◆ Selected text ◆

== Segment start ==

The reason we've seen such dramatic increases is it has been a subsidized activity. So we are all for increased ethanol production. I'm sure the farm bill will have an energy title in it. I'm sure the farm bill will deal with this matter. To forecast exactly how that's going to work out, I don't know. The current subsidy is in place through 2010. So at least near term, it's not something we have to concern ourselves with. But looking out over the next five to ten years, I think it will be an issue that will become something that will be debated both within the administration and then between the administration and Congress to try to arrive at a solution.

Question: Sticking for a minute to domestic questions, I have a question here from an offshore investor who wants to know what the Department of Energy is doing toward the energy industry to motivate them to explore alternative energy sources. From your remarks it sounded like you felt the market was already pushing in that direction.

Secretary Bodman: The market is moving pretty aggressively in that direction. We see subsidies for ethanol production. One of the interesting things that we've seen happen in my judgment is a partnership that was announced three or four months ago that includes two companies – DuPont, the great American chemical company, and BP, the British Petroleum company. The two of them have announced a joint venture to produce bio-butanol, which is something else that probably many of you have not heard of – I hadn't heard frankly until three or four months ago myself. Bio-butanol turns out to be a superior product to put in your gasoline and motor fuels to ethanol. It has a number of advantages, I won't burden you with all of them, but it has a number of advantages. They are contemplating producing that. Right now it's not subsidized. Ethanol is subsidized. So you then get to the question, shouldn't all bio products be subsidized? So I think that will be a part of the discussion that unfolds.

== Segment end ==

◆ Data under study ◆
== Segment start ==

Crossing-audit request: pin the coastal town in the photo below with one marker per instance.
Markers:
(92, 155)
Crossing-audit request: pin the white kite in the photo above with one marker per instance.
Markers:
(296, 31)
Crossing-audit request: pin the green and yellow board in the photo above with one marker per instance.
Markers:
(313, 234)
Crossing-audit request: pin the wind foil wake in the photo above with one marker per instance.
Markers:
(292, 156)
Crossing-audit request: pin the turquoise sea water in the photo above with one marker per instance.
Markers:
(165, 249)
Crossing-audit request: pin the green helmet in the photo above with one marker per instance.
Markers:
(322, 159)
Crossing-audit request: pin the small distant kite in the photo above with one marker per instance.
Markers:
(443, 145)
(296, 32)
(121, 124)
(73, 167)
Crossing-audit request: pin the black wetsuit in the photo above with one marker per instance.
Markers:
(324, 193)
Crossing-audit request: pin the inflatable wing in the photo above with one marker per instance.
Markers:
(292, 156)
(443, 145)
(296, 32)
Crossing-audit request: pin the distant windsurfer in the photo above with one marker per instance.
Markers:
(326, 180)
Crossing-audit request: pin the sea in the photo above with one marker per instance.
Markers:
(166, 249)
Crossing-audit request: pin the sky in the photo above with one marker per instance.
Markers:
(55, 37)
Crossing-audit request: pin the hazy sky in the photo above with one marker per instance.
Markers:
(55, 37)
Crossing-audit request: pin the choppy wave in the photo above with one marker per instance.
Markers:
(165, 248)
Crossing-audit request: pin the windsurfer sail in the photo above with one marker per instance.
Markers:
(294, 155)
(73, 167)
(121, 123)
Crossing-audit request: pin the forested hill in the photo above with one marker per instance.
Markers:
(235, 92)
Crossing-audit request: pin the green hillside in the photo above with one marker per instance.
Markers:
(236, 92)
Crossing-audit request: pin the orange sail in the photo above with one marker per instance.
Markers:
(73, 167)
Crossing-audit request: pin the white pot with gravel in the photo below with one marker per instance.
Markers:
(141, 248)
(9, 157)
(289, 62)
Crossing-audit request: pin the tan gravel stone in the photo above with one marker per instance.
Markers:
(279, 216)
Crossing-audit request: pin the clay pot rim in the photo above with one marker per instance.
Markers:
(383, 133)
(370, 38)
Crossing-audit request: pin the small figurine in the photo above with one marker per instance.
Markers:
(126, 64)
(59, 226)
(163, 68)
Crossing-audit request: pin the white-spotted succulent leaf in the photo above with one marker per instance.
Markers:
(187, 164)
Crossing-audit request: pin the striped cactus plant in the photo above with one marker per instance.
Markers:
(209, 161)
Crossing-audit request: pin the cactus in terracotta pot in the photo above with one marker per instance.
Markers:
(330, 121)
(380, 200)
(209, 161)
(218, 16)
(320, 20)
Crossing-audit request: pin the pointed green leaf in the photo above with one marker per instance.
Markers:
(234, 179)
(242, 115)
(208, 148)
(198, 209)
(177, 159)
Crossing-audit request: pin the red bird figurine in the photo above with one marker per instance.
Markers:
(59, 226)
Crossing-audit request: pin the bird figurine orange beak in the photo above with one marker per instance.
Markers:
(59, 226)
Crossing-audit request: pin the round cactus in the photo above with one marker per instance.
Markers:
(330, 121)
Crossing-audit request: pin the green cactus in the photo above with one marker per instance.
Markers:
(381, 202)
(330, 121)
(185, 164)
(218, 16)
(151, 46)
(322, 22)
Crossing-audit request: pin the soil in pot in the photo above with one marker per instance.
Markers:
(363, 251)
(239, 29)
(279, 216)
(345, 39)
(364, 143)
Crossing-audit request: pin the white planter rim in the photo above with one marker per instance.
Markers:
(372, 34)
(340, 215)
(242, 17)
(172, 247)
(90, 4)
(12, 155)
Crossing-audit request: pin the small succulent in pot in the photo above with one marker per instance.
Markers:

== Segment end ==

◆ Prompt ◆
Can you retype the ethanol transcript from "The reason we've" up to and including "at a solution.", word for word? The entries play no role here.

◆ Answer to this exercise ◆
The reason we've seen such dramatic increases is it has been a subsidized activity. So we are all for increased ethanol production. I'm sure the farm bill will have an energy title in it. I'm sure the farm bill will deal with this matter. To forecast exactly how that's going to work out, I don't know. The current subsidy is in place through 2010. So at least near term, it's not something we have to concern ourselves with. But looking out over the next five to ten years, I think it will be an issue that will become something that will be debated both within the administration and then between the administration and Congress to try to arrive at a solution.